▶ **Source**:
He Is A Brittle Crazy Glass: On Music and Theology

 

For PeerDev.com – Jerrod Beck

 

Dustin Ragland, Feb 7, 2017

Oklahoma City

 

“Lord, how can man preach thy eternal word?

            He is a brittle crazy glass” – George Herbert[i]

 

            The trick in writing anything on the Internet nowadays is to hold up in some kind of walking-with-hot-drink balance the tension of vernacular and timelessness. To speak to our fragmented attention with a kind of fragmented “ATTENTION!” Except I’m aiming for something whispered, in the punk rock tenderness of Joe Strummer,[ii] in the amplitude God uses with a lot of saints. I don’t want to ignore how hard it is to confess the handle “Christian” when it festoons the Trump government, is somehow a genre of pure saccharine art, and generally comes with several asterisks, even from those who confess it thus, as I would hope to:

 

            “Poetry is a verdict, not an occupation.” – Leonard Cohen[iii]

 

            So instead of writing something with one hand on Twitter and one hand on a dog-eared copy of the Summa, I think I will go with a bit more of a confession booth, with a hope that it at least feels like some sentences that are meant to be read both this week, and in 50 years, if we get there as a planet. That right there: pessimism and optimism for the future kissing - like it’s high school and you’re not sure who’s supposed to take the lead but here we go – that’s what theologians might call Eschatology. It’s a promise that art could be about more than merely what happens now, and what happened then; it could move beyond instant reaction to a realm of things made for more than one generation. When I mention to my (mostly) younger students the musical witness that Afrika Bambaataa bore (and still bears), and they look at me like I’m making it up. Not because they are ignorant of the past (they are quite smart), but because they are not so sure the things they make will be around in 1 year, much less 100. The survival of any work of musical art past the first 1 hour that it is leaked, or put up for streaming is a frightening thing for young musicians. The survival of a young musician fighting back rapid entropy of royalties, healthcare, public funding…the last thing any musician needs is to have instant judgment waiting for her before her $0.0001 royalty direct deposit. This anxiety manifests in theology by trying to remove any trace of immanence, in appeals to vaulted language and infinite adjectives. It’s an understandable anxiety, but it puts God into a very safe box in which nonsensical (as in, without the sense that accompanies being) terms can cordon off the divine from what He has made. If my only legacy as a musician and person of faith is to knock a tiny divot in the Berlin Wall of the idea that God is somehow tainted by our making art about the actual world, and not the best of all possible worlds.

▶ **Dataset records**:

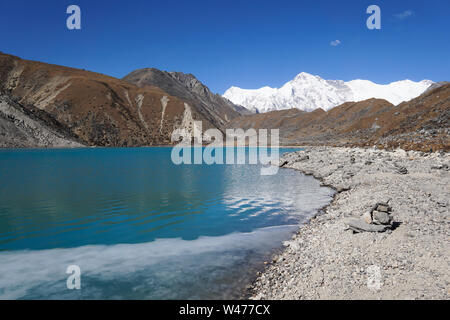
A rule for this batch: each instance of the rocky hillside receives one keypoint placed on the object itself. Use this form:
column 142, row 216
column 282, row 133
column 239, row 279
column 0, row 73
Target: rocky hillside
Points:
column 30, row 127
column 95, row 109
column 214, row 107
column 420, row 124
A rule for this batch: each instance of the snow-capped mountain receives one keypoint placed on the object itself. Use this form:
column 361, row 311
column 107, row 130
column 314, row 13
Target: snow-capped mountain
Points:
column 308, row 92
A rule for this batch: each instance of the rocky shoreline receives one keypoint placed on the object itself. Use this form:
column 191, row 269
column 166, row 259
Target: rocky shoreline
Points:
column 327, row 259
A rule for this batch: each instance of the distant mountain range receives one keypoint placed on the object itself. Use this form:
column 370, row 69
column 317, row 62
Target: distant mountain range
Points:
column 308, row 92
column 422, row 123
column 44, row 105
column 93, row 109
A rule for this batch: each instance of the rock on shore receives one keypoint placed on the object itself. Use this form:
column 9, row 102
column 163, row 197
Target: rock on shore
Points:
column 326, row 260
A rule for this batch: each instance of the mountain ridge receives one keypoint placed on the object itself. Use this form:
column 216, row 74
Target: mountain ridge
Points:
column 308, row 92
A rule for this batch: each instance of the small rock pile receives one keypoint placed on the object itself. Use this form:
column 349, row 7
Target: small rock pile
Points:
column 378, row 219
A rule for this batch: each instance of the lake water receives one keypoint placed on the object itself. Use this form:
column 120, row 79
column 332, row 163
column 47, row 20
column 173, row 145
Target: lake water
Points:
column 140, row 227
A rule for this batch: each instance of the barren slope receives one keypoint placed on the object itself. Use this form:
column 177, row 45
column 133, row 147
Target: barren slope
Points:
column 98, row 109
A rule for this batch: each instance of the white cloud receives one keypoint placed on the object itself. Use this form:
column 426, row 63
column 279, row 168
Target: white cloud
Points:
column 335, row 43
column 404, row 14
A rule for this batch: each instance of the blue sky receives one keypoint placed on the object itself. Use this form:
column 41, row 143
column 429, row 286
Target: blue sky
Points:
column 244, row 43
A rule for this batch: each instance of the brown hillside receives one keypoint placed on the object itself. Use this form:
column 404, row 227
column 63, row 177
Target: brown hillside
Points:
column 421, row 124
column 99, row 110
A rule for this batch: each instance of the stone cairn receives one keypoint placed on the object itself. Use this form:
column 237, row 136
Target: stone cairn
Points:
column 378, row 219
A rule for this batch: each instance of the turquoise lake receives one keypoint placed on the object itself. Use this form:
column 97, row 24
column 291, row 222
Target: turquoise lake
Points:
column 139, row 226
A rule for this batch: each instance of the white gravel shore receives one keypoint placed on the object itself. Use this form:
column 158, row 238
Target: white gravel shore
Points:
column 324, row 261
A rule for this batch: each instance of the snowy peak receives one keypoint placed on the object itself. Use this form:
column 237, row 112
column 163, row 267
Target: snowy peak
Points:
column 308, row 92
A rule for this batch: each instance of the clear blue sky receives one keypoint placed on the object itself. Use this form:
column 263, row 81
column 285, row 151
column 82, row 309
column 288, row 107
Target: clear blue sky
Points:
column 242, row 43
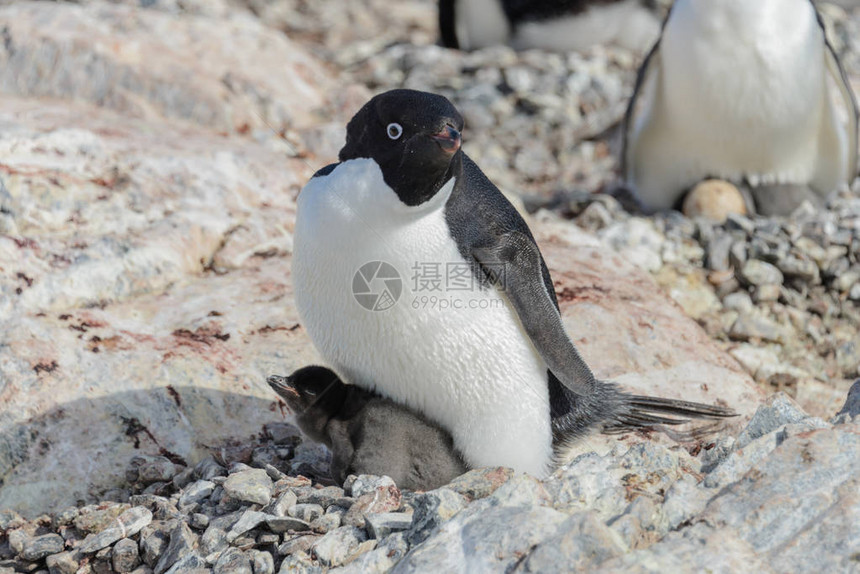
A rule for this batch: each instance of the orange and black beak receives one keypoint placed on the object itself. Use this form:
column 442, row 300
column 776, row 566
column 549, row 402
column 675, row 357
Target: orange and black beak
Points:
column 448, row 139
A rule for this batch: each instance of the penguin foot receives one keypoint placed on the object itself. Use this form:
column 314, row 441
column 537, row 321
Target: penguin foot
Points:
column 783, row 199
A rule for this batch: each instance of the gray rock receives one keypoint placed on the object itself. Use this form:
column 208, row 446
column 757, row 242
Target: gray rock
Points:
column 125, row 556
column 62, row 563
column 295, row 544
column 851, row 409
column 213, row 540
column 208, row 468
column 189, row 564
column 252, row 485
column 154, row 469
column 366, row 483
column 282, row 503
column 431, row 509
column 756, row 326
column 286, row 523
column 381, row 525
column 327, row 522
column 738, row 222
column 335, row 547
column 580, row 544
column 250, row 519
column 739, row 301
column 520, row 490
column 196, row 492
column 483, row 540
column 799, row 266
column 299, row 564
column 198, row 520
column 684, row 500
column 233, row 561
column 182, row 543
column 161, row 508
column 262, row 562
column 480, row 482
column 127, row 524
column 283, row 433
column 377, row 561
column 39, row 547
column 18, row 538
column 153, row 545
column 777, row 411
column 324, row 496
column 9, row 519
column 306, row 512
column 718, row 252
column 756, row 272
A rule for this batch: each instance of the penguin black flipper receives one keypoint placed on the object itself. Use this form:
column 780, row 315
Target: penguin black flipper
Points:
column 490, row 232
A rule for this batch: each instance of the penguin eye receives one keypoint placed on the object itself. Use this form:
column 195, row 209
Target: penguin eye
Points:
column 394, row 130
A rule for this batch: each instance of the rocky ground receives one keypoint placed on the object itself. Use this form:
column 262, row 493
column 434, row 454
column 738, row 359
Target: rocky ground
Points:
column 724, row 506
column 149, row 170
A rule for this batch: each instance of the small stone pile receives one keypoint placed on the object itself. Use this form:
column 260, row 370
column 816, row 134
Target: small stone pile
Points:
column 710, row 503
column 781, row 294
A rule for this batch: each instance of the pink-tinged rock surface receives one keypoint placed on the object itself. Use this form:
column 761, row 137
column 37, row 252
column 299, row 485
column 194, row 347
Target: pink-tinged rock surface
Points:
column 630, row 331
column 225, row 73
column 144, row 295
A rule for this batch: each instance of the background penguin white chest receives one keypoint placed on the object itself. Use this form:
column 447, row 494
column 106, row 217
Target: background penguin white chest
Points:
column 741, row 92
column 463, row 360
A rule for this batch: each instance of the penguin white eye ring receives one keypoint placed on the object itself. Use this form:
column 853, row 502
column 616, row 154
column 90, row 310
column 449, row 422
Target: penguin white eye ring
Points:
column 394, row 130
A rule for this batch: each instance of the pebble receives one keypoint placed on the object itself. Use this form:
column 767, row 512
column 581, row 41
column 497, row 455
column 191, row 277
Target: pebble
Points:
column 252, row 485
column 366, row 483
column 382, row 524
column 181, row 543
column 125, row 556
column 196, row 491
column 40, row 546
column 335, row 547
column 127, row 524
column 306, row 512
column 757, row 273
column 62, row 563
column 233, row 561
column 431, row 509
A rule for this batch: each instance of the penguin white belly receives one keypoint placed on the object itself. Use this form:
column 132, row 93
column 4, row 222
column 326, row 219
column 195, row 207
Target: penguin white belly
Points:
column 466, row 364
column 742, row 93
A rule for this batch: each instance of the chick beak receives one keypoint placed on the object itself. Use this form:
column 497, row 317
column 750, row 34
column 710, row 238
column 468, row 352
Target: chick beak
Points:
column 448, row 139
column 282, row 386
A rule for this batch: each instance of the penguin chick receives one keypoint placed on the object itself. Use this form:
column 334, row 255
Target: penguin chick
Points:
column 555, row 25
column 368, row 434
column 745, row 91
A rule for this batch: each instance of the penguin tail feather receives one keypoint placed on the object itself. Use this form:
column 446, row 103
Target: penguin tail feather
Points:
column 653, row 413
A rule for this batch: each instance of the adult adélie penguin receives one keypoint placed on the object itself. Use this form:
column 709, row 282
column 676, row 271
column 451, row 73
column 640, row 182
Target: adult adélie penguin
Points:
column 748, row 92
column 491, row 363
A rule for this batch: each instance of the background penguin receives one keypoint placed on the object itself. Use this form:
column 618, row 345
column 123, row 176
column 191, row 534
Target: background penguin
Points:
column 741, row 91
column 493, row 365
column 368, row 434
column 558, row 25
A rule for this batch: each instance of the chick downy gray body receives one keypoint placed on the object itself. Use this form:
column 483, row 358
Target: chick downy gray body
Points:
column 368, row 434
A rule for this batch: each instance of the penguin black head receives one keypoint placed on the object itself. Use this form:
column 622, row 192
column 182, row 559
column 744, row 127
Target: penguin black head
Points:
column 315, row 394
column 413, row 136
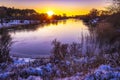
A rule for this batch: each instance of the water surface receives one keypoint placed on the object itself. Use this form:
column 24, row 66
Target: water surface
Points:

▶ **Task 1**:
Answer these from the essay on music and theology:
(a) Whom does the essay credit with the line "Poetry is a verdict, not an occupation"?
(b) What city appears beneath the date of Feb 7, 2017?
(c) What term does the writer say theologians might use for pessimism and optimism for the future kissing?
▶ **Task 2**:
According to the essay on music and theology, why do the writer's younger students look at him as if he is making it up when he mentions the musical witness of Afrika Bambaataa? Answer in one to three sentences.
The listing is separate material, unconnected to the essay on music and theology.

▶ **Written response 1**:
(a) Leonard Cohen
(b) Oklahoma City
(c) Eschatology

▶ **Written response 2**:
It isn't because they are ignorant of the past, since the writer calls them quite smart. They react that way because they are not sure the things they make will be around in 1 year, much less 100.